■ What you need to do: In the records below, copy out word for word the stretch from the line that contains "Someone asked me to find the chimney" through the line that contains "[177,176,203,204]", with both of those lines included.

■ Supplied entries:
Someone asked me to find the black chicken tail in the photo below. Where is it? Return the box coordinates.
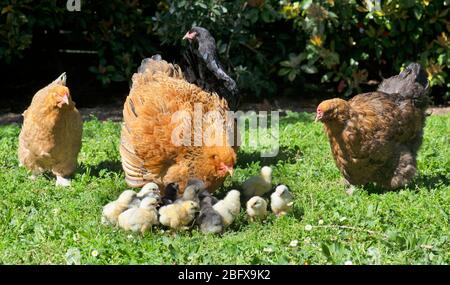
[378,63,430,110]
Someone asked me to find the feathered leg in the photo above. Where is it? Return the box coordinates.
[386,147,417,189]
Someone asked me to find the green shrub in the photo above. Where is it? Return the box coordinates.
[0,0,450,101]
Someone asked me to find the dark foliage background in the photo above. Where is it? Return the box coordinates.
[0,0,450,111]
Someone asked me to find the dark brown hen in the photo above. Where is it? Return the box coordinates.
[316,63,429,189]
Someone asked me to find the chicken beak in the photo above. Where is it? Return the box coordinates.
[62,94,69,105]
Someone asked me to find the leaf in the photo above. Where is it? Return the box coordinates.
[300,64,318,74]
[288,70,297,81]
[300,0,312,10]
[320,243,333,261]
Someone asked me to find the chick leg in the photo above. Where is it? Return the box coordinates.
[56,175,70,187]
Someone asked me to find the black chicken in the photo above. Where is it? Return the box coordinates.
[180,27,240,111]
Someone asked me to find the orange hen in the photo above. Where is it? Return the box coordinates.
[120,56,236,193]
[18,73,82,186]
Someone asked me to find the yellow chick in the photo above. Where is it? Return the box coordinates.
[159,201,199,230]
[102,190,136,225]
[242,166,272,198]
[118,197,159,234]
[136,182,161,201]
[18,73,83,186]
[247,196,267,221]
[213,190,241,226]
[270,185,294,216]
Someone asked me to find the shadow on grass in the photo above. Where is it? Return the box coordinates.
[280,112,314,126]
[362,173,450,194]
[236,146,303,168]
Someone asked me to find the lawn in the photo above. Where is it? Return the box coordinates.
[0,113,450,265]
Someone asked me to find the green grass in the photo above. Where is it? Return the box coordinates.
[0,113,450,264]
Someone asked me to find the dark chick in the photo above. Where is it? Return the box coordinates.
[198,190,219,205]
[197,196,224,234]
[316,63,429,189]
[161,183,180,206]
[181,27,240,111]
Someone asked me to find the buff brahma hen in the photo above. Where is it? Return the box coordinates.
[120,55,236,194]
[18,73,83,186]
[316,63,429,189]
* * *
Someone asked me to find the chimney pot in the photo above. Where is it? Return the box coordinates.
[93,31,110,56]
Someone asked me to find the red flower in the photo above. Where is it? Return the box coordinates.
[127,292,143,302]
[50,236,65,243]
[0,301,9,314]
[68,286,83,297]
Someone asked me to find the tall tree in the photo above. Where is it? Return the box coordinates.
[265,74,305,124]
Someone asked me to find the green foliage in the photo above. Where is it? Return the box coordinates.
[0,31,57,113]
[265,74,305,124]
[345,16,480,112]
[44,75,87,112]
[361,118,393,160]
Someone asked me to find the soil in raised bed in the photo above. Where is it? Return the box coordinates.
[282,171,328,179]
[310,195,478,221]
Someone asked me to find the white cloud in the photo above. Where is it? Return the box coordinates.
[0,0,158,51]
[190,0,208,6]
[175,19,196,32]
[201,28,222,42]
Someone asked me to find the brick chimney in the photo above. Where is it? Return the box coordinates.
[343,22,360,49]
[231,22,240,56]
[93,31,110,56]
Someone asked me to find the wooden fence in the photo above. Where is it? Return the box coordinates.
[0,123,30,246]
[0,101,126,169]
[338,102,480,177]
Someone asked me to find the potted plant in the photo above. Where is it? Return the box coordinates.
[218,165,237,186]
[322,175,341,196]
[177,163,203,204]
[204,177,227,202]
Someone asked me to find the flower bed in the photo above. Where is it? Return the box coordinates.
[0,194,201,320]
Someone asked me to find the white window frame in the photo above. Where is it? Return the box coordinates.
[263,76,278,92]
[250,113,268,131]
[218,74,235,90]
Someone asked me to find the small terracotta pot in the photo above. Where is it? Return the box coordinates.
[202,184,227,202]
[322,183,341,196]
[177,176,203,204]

■ Exercise answer:
Someone asked me to find the chimney pot in the photo above. Where is it? Return the box coordinates.
[93,31,110,56]
Someone asked me to find the red flower in the photo above. Where is it? Return the box coordinates.
[127,292,143,302]
[50,236,65,243]
[0,301,9,314]
[68,286,83,297]
Someone asked me to find the tall tree in the photo above. Where is it? Return the box coordinates.
[265,74,305,124]
Someone asked me to find the green foliage in the photo above. Where is it? Return the box coordinates.
[0,31,57,113]
[265,74,305,124]
[345,16,480,112]
[44,75,87,112]
[361,118,393,160]
Someone asked me to find the soil in raised bed in the photo above. Where is it? Return the box coordinates.
[282,171,328,179]
[310,195,478,221]
Someone asked me to find the white cloud in the photo above. Where is it? Return the box coordinates.
[0,0,158,51]
[190,0,208,6]
[175,19,196,32]
[201,28,222,42]
Someone asked me to find the brick chimney in the photo above. Where is it? Return the box coordinates.
[343,22,360,49]
[231,22,240,56]
[93,31,110,56]
Someone asked me to find the wooden fence in the photo above. Where is it? Return the box coordinates.
[0,123,30,246]
[0,101,126,169]
[338,102,480,177]
Someone asked me to find the potted plant in the photo above. Where is it? Return the box coordinates.
[218,165,237,186]
[322,175,341,196]
[177,163,203,204]
[204,177,227,202]
Someone asked me to find the flower bed in the photo above. Where is it? Return the box coordinates.
[0,194,201,320]
Someone asked me to find the white window frame in the photo above. Where is it? Return the box coordinates.
[263,76,278,92]
[250,113,268,131]
[218,74,235,90]
Someone asked me to find the small terracotta pot in the photo above. Where is it? Return the box coordinates.
[202,184,227,202]
[322,183,341,196]
[177,176,203,204]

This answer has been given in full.